* **Recorded data**:
-- Begin --

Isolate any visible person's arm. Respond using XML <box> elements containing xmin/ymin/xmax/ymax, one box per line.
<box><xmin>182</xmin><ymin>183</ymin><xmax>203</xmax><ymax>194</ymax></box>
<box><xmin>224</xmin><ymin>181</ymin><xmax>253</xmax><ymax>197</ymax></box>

-- End --
-- Begin --

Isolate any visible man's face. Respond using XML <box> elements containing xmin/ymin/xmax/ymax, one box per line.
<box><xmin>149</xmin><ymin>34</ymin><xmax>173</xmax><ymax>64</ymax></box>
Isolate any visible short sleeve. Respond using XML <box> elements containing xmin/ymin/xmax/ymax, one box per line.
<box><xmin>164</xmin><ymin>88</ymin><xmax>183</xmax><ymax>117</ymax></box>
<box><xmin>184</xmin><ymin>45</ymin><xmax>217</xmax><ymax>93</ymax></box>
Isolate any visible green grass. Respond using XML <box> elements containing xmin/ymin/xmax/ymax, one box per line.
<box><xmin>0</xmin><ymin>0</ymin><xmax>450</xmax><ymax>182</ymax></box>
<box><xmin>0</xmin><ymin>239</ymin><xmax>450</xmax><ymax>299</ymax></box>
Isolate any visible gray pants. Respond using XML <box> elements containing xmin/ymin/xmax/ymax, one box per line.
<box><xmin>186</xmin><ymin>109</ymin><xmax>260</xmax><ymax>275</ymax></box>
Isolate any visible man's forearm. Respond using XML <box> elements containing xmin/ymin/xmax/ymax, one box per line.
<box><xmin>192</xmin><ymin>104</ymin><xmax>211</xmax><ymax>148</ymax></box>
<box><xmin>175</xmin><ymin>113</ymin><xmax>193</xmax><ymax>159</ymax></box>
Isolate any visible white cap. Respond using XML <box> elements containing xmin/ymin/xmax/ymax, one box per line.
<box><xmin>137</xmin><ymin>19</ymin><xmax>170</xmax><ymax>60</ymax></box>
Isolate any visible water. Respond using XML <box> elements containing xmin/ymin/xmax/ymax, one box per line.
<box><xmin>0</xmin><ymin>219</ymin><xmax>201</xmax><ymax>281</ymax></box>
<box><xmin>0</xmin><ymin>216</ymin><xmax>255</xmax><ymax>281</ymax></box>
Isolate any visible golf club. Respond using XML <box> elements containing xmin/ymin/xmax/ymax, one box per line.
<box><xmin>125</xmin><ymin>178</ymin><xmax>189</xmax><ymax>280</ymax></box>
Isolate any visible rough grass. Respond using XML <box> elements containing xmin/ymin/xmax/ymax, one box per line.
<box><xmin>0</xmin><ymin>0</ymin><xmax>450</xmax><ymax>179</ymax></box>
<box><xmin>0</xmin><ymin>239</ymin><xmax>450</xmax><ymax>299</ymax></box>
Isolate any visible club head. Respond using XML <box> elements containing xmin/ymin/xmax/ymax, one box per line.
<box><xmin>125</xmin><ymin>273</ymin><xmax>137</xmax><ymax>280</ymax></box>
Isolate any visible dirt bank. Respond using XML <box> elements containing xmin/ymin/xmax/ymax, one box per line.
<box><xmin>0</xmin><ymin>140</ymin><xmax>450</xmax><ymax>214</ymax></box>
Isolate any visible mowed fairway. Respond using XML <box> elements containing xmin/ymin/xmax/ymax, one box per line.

-- End --
-- Begin --

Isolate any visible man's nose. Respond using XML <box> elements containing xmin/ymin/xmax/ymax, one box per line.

-- End --

* **Problem statement**: Rewrite everything from the line containing "Isolate any visible club" down to the line containing "Isolate any visible mowed", swapping "dirt bank" for "muddy bank" and leaving the rest unchanged.

* **Reply to the task**:
Isolate any visible club head. Respond using XML <box> elements containing xmin/ymin/xmax/ymax, one box per line.
<box><xmin>125</xmin><ymin>273</ymin><xmax>137</xmax><ymax>280</ymax></box>
Isolate any visible muddy bank. Respond using XML <box> elements containing xmin/ymin/xmax/ymax, one box per line.
<box><xmin>0</xmin><ymin>140</ymin><xmax>450</xmax><ymax>214</ymax></box>
Isolate any visible mowed fairway. Respond using XML <box> elements containing xmin/ymin/xmax/ymax, one box per line.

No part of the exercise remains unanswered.